## INSTRUCTIONS FOR THE TASK
Copy the material below, replacing every "place a pin" with "put a marker" and leaving everything else unchanged.

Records
☆ ☆ ☆ ☆ ☆ ☆ ☆
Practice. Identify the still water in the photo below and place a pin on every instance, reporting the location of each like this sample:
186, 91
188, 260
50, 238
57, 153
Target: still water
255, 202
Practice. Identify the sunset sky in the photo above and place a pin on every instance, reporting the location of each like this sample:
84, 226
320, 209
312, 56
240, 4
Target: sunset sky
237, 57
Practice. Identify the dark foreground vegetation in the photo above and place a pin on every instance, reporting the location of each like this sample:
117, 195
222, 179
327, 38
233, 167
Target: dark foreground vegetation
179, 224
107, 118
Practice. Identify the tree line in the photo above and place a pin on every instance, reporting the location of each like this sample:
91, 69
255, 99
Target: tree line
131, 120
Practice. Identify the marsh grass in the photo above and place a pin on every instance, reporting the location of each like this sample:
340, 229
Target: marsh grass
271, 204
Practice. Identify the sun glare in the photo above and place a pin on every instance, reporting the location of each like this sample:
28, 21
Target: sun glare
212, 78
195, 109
☆ ☆ ☆ ☆ ☆ ☆ ☆
## FINAL RESULT
Practice. Identify the still water in the photo below and put a marker on every instance, reporting the location of each like this sample:
186, 91
188, 260
50, 238
57, 153
Target: still water
255, 202
Practice. Identify the sunset sky in the photo above and put a marker on every instance, reporting the location of each like this sample:
84, 226
320, 209
312, 56
240, 4
Target: sunset sky
237, 57
Practice. Identify the dark foreground vegetation in the photo above and put a marker on every instance, reporting the location of each like this sample:
117, 195
222, 179
327, 38
233, 167
Target: dark foreground vegetation
179, 224
107, 118
Practice. Identify the tree line in the photo above and put a marker on every instance, reporting the location of each like this sample:
91, 69
255, 99
Target: tree line
131, 120
Practice. Identify the marsh grass in the photo above and put a marker on every instance, reporting the location of each like this sample:
340, 229
Target: marsh grass
271, 204
Practice. Identify the sun glare in the photo above and put a marker on every instance, reporting the location of each like this sample:
28, 21
Target: sun glare
212, 78
195, 109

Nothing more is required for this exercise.